## Task goal
Pull out every line of the listing below and copy each one word for word, changing nothing.

▬▬▬▬▬▬▬▬▬▬

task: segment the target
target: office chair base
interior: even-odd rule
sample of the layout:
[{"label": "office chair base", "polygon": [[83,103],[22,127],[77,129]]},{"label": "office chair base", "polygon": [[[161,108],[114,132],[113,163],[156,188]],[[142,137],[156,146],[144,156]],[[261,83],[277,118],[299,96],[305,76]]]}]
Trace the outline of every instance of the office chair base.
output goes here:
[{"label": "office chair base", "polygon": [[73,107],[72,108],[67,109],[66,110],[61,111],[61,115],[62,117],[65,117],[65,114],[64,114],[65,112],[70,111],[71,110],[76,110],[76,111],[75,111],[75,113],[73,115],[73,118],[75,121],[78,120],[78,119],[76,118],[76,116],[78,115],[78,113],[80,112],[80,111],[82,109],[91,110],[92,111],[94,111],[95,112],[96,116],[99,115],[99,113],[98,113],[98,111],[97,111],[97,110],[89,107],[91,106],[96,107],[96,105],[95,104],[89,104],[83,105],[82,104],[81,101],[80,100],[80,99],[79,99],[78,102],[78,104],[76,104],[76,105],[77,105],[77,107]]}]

▬▬▬▬▬▬▬▬▬▬

## Exercise solution
task: segment the target
target: office chair base
interior: even-odd rule
sample of the layout:
[{"label": "office chair base", "polygon": [[83,103],[22,127],[77,129]]},{"label": "office chair base", "polygon": [[[161,108],[114,132],[113,163],[156,188]],[[142,137],[156,146],[144,156]],[[261,83],[277,118],[299,96],[305,76]]]}]
Trace the outline of every instance of the office chair base.
output goes here:
[{"label": "office chair base", "polygon": [[73,107],[72,108],[67,109],[66,110],[61,111],[61,115],[62,117],[65,117],[65,114],[64,114],[65,112],[70,111],[71,110],[76,110],[76,111],[75,111],[75,113],[73,115],[73,118],[75,121],[78,120],[78,119],[76,118],[76,116],[78,115],[78,113],[80,112],[80,111],[82,109],[91,110],[92,111],[94,111],[95,112],[96,116],[99,115],[99,113],[98,113],[98,111],[97,111],[97,110],[89,107],[91,106],[96,107],[96,105],[95,104],[89,104],[83,105],[82,104],[81,101],[80,100],[80,99],[79,99],[78,102],[78,104],[76,104],[76,105],[77,105],[77,107]]}]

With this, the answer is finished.